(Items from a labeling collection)
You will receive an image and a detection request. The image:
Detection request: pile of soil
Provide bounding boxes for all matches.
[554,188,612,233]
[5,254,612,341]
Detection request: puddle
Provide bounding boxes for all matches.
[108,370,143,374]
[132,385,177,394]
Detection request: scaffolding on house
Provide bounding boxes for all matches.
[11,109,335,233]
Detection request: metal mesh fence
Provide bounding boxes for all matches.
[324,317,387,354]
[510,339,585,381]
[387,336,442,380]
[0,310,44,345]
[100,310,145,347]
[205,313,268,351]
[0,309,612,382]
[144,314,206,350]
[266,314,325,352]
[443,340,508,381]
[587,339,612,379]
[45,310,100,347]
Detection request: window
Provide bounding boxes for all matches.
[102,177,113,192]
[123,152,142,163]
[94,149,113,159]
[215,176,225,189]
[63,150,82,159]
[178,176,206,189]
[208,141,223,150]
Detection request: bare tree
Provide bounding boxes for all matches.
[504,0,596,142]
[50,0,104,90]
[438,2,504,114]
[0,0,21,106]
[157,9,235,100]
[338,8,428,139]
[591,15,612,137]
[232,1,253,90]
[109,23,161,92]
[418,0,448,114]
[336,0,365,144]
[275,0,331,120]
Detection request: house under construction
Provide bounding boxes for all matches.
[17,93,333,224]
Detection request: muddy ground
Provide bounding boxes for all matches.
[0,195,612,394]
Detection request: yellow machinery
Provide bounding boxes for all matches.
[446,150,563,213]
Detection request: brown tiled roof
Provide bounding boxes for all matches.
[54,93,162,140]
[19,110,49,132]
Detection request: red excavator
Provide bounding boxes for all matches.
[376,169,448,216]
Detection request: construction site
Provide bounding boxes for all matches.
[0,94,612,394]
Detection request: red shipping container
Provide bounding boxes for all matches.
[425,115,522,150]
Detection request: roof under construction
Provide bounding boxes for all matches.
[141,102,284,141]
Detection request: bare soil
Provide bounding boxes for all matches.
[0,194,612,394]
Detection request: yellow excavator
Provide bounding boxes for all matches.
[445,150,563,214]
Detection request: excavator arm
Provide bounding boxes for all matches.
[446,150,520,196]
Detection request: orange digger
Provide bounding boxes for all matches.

• _WORK TO DO_
Give the records above as a numbered list, one line per entry, and leave out any blank lines.

• _EXERCISE RESPONSE_
1. You will receive an image and a detection request. The image:
2. Detection request: pile of soil
3. Provide bounding boxes for all matches.
4. [554,188,612,233]
5. [5,254,612,341]
6. Detection request: puddle
7. Provide bounding boxes for all matches.
8. [108,370,143,374]
9. [132,385,177,394]
10. Detection request: scaffolding on house
11. Provide bounding boxes for all matches.
12. [11,109,335,233]
13. Detection request: metal mesh fence
14. Provide bounding boxes for all matches.
15. [324,317,387,354]
16. [510,339,585,381]
17. [387,336,442,380]
18. [0,310,44,345]
19. [100,310,145,347]
20. [205,313,268,351]
21. [0,309,612,382]
22. [144,314,206,350]
23. [266,314,325,352]
24. [443,340,508,381]
25. [587,339,612,379]
26. [45,310,100,347]
27. Detection request: window
28. Provide bounding boxes for all matches.
29. [102,177,113,192]
30. [123,152,142,163]
31. [94,149,113,159]
32. [215,176,225,189]
33. [63,150,82,159]
34. [178,176,206,189]
35. [208,141,223,150]
36. Detection request: bare tree
37. Provide bounding boxes for all matches.
38. [504,0,596,142]
39. [50,0,104,90]
40. [438,2,504,114]
41. [0,0,21,106]
42. [157,9,235,100]
43. [338,8,428,139]
44. [591,15,612,137]
45. [232,1,253,90]
46. [109,23,161,92]
47. [418,0,448,114]
48. [336,0,365,144]
49. [275,0,331,120]
50. Detection request: house under construction
51. Provide bounding boxes for all matches.
52. [17,93,333,224]
53. Detection request: muddy ground
54. Provide bounding boxes for all matches.
55. [0,195,612,394]
56. Detection request: yellow machinery
57. Provide bounding boxes for all matches.
58. [446,150,563,213]
59. Detection request: brown tiled roof
60. Provide bounding boxes for all matches.
61. [54,93,162,140]
62. [19,110,49,132]
63. Detection request: red excavator
64. Provide bounding boxes for all matches.
65. [376,169,448,216]
66. Detection request: construction site
67. Provide bounding boxes for all matches.
68. [0,94,612,394]
69. Detection request: red shipping container
70. Provide bounding boxes for all matches.
71. [425,115,522,150]
72. Detection request: roof under construction
73. Provide bounding boxes for all matches.
74. [141,102,284,141]
75. Detection request: bare soil
76. Provide bounding boxes for all matches.
77. [0,194,612,394]
78. Detection request: yellow excavator
79. Provide bounding boxes for all matches.
80. [445,150,563,214]
81. Detection request: excavator arm
82. Provide bounding boxes for all matches.
83. [446,150,520,196]
84. Detection request: orange digger
85. Provide bounding boxes for all matches.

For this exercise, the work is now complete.